## Task details
In the listing below, find the line containing "Annotation task — mark the chin" and the line containing "Annotation task — mark the bare". Repeat exactly those two lines and every line between them.

## Input data

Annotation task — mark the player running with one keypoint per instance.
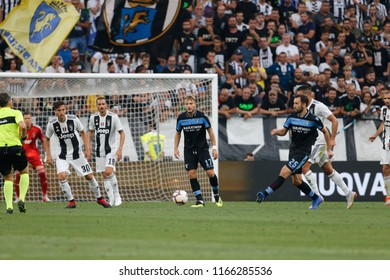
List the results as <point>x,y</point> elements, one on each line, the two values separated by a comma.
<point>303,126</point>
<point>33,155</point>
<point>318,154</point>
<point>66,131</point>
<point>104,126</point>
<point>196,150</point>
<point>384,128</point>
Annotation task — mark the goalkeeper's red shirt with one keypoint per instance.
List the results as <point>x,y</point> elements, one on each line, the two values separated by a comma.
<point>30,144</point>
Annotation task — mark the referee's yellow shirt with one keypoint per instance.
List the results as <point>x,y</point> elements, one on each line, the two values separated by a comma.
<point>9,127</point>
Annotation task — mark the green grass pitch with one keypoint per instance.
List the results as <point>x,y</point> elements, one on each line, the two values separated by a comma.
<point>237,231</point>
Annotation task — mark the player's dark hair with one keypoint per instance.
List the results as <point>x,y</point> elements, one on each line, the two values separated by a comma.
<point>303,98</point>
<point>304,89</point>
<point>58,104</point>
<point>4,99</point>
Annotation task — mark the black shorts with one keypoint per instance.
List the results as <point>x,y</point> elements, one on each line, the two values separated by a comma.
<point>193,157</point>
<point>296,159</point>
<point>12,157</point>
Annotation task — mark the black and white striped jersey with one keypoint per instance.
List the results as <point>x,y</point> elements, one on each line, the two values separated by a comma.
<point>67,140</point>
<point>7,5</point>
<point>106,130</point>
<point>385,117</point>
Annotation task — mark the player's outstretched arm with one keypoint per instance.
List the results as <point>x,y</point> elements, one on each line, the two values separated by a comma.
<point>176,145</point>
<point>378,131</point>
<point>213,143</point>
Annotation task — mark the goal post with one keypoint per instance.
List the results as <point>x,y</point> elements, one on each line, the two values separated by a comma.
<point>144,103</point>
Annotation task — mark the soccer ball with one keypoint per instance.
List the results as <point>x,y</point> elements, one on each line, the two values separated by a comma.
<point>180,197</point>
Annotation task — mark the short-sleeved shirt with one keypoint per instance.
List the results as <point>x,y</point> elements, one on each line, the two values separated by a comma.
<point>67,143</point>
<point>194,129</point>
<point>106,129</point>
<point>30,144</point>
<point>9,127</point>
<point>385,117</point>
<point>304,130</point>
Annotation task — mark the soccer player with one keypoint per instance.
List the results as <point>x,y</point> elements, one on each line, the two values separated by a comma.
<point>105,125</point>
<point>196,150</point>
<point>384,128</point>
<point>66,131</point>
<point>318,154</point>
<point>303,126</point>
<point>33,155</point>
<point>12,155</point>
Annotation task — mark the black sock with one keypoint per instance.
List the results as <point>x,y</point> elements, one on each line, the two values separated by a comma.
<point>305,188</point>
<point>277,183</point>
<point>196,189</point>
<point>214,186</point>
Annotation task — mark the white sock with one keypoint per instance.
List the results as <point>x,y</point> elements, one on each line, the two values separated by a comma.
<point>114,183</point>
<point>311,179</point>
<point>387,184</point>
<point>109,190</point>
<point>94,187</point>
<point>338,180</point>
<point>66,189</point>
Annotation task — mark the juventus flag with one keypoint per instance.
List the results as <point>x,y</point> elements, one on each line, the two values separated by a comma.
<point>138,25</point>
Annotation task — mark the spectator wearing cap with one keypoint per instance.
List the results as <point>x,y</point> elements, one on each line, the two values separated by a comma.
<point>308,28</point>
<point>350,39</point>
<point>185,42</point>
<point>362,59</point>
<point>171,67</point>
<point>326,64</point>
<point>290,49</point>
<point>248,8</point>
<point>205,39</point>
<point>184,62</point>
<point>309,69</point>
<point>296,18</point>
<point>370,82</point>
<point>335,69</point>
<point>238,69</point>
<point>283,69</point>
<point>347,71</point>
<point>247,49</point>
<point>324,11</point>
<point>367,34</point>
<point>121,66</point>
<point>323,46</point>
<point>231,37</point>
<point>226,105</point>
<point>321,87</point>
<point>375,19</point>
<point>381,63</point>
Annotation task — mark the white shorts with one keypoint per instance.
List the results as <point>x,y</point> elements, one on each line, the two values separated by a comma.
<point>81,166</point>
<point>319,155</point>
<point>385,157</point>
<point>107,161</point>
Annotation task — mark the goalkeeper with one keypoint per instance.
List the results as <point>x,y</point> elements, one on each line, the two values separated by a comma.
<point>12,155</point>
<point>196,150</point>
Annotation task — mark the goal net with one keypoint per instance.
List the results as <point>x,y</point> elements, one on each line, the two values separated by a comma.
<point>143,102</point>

---

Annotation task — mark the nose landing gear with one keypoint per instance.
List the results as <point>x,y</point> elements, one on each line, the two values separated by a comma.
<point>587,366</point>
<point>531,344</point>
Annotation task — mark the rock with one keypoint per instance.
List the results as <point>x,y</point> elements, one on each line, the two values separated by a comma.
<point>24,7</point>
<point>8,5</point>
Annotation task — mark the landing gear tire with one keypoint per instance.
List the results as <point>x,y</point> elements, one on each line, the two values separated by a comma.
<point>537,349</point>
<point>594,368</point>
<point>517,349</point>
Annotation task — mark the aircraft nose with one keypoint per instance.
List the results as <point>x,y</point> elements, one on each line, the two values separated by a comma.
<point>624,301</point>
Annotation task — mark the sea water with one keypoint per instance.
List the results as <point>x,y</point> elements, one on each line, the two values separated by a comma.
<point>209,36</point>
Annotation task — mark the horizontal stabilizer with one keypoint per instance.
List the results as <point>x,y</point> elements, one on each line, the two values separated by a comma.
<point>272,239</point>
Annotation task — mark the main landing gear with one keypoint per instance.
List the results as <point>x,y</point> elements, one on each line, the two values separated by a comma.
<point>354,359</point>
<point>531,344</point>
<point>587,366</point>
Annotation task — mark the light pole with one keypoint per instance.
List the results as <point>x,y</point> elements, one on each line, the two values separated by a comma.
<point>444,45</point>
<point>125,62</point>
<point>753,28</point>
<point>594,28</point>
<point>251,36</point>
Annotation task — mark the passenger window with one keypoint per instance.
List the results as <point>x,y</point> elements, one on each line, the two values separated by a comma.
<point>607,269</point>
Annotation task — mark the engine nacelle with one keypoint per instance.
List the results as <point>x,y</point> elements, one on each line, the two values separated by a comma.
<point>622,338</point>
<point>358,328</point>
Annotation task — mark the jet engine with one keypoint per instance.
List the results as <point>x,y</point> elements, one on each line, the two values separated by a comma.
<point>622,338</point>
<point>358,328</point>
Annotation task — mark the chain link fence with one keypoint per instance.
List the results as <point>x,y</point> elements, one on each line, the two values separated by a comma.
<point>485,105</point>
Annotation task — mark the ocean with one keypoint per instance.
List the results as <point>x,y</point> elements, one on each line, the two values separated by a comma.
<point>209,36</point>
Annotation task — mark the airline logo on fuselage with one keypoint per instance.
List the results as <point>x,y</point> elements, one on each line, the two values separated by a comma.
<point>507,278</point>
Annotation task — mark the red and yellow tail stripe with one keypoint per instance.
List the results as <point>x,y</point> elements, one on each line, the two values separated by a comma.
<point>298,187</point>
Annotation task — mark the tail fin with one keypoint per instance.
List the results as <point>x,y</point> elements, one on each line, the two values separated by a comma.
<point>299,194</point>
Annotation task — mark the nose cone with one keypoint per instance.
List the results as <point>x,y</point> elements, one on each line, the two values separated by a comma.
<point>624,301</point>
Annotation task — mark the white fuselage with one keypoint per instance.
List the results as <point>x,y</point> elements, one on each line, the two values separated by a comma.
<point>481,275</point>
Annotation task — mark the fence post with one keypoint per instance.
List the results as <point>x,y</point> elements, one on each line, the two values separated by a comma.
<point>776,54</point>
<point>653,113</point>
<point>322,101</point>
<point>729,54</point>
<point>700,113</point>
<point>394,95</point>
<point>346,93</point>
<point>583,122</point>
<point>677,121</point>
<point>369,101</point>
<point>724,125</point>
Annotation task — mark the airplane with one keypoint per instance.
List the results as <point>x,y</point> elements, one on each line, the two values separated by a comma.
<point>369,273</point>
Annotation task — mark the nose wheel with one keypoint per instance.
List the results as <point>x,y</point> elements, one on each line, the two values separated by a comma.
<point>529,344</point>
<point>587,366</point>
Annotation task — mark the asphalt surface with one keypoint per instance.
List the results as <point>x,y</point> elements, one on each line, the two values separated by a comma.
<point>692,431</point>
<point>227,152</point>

==

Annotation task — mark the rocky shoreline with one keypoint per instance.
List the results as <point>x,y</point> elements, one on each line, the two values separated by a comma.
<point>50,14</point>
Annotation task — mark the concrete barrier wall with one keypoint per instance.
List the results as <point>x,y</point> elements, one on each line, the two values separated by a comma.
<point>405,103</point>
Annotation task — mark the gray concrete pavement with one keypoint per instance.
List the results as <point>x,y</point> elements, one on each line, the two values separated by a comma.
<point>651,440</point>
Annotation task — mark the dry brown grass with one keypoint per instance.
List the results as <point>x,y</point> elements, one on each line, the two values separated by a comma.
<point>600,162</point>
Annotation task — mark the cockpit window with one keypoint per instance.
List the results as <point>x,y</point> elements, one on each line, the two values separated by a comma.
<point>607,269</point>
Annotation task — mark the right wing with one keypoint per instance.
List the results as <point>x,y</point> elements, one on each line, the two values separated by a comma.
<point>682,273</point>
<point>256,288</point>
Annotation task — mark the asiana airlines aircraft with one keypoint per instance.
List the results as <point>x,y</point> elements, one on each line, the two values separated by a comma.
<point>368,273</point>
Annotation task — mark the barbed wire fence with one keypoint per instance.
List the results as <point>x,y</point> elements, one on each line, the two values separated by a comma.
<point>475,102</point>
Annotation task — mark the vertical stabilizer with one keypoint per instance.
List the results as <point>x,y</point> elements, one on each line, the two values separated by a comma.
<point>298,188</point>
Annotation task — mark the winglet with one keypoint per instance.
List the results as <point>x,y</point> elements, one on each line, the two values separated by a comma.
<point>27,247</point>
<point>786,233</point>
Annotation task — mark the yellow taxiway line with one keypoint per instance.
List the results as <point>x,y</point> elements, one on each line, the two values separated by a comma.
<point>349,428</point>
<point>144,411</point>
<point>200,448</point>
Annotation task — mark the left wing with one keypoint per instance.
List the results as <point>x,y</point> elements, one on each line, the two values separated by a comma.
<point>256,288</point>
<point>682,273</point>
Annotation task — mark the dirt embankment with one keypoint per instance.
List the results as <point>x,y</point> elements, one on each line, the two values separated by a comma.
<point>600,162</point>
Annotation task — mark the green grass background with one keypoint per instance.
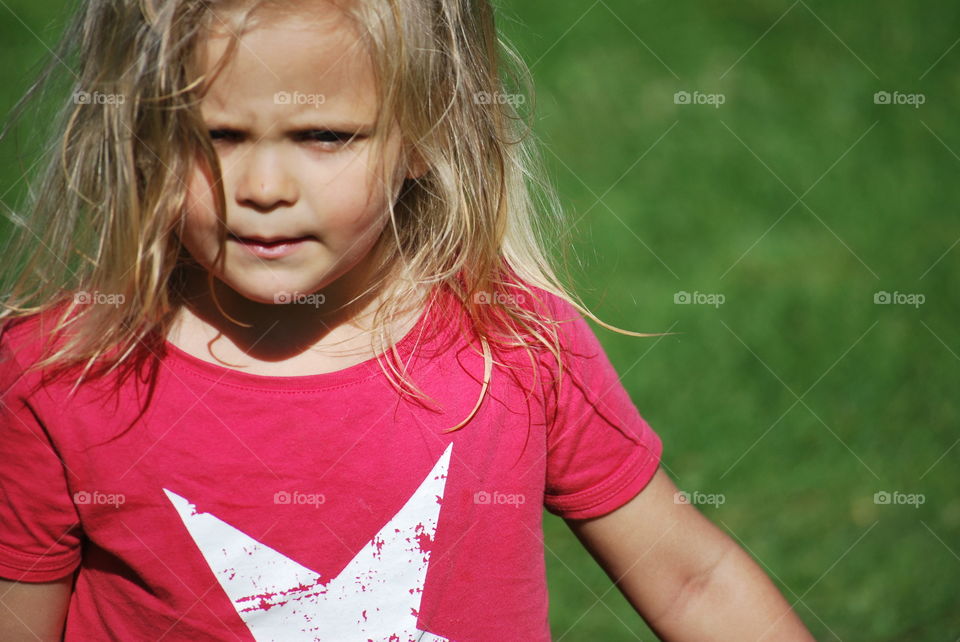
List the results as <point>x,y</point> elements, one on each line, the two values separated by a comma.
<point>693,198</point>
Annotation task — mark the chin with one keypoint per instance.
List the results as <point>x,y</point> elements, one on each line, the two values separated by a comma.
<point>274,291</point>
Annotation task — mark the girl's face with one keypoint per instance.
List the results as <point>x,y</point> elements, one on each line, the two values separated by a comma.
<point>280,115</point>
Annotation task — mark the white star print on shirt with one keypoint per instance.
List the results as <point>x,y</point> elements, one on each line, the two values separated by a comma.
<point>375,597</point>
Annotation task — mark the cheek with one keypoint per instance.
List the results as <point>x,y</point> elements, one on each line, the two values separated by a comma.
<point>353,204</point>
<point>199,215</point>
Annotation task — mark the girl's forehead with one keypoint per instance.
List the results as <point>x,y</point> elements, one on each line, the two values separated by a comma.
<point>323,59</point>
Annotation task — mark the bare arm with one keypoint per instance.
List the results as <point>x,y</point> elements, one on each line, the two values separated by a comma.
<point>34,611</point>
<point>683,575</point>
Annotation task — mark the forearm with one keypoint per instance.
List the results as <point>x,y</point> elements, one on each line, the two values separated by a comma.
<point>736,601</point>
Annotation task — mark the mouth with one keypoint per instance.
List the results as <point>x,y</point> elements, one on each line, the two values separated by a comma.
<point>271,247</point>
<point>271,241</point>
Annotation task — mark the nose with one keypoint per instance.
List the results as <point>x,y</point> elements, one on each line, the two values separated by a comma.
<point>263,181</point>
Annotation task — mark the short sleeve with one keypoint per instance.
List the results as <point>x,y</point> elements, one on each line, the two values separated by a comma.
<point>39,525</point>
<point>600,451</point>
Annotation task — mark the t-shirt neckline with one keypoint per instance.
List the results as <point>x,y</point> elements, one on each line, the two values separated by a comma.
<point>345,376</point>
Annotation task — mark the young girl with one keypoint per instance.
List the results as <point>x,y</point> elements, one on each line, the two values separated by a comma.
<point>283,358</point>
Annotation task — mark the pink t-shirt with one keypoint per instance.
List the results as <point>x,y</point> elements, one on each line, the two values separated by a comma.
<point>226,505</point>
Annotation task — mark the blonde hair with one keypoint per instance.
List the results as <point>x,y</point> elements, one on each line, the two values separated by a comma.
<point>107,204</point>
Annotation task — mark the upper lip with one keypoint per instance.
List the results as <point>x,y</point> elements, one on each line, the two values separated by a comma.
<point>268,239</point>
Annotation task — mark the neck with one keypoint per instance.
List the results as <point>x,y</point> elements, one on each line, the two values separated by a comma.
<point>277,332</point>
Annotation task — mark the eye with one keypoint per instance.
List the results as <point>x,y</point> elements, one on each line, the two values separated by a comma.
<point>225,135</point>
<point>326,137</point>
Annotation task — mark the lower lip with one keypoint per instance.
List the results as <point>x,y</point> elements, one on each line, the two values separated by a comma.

## Task response
Annotation task — mark the chin with one keypoint per instance.
List the results as <point>x,y</point> elements, one on each line, the two values separated by a comma.
<point>274,291</point>
Annotation task — mark the girl's face with one keypoint per instance.
List the results as <point>x,y</point> elements, one on each line, the two values separated by a comma.
<point>280,115</point>
Annotation task — mark the white star print on shirt with one keypoint per instance.
List the results as <point>x,y</point> elements, one on each line, the two values separated by a comma.
<point>375,597</point>
Annotation task — mark the cheek with one keypoint per instance.
List the results as <point>x,y</point> elements, one on each line, the two values separated by a comma.
<point>353,204</point>
<point>199,215</point>
Annotation task — mark the girl's forehead with one keypoint per instance.
List the results as <point>x,y</point> elements, one on each line, the two values separated by a comma.
<point>323,59</point>
Annotation task — mark the bare arm with one keypoint per instance.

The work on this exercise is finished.